• [Task statement]
Tally the lines of the records that contain the string "fits", then give the total and nothing more.
START Input records
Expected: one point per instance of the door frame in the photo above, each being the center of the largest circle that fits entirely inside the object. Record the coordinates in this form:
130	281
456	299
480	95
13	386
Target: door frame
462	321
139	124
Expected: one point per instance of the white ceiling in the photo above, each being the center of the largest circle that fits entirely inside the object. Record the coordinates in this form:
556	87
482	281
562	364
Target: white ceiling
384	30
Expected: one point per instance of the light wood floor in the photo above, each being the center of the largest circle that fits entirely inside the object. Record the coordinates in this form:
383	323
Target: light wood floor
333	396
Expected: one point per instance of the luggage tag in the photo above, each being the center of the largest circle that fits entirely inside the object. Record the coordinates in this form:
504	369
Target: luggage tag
END Input records
• [Your solution]
4